═══ EXERCISE INPUT ═══
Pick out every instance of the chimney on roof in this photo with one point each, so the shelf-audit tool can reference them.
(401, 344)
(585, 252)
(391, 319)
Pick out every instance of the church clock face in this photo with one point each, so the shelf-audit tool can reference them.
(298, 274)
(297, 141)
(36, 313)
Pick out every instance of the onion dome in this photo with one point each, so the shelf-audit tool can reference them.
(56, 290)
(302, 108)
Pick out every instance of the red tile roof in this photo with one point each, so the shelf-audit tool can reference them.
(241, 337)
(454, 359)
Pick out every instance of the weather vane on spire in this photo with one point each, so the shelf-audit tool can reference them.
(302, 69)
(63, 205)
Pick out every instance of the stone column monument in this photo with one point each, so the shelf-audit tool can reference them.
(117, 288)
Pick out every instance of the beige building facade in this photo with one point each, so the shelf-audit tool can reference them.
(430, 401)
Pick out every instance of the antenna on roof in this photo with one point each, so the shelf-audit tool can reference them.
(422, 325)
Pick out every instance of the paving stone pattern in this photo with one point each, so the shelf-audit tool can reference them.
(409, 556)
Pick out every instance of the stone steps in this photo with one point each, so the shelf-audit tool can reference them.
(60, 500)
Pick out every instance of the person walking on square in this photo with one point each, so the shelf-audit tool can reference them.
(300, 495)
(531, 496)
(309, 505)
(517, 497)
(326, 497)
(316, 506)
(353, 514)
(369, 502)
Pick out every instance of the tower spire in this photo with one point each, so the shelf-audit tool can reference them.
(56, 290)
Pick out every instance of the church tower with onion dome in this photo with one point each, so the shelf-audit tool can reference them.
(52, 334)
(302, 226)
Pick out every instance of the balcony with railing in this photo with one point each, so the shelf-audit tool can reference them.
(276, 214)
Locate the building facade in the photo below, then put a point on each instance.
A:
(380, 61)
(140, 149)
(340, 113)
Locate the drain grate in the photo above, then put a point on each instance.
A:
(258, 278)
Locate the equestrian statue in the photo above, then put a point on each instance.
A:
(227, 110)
═══
**TASK ITEM:**
Go through the listing above and return every line where the word "then" occurs.

**TASK RESULT:**
Locate the building facade in the photo below, then put a point on each instance.
Locate the drain grate in the photo above, then put a point on each instance.
Locate the equestrian statue in the photo above, then put a point on each instance.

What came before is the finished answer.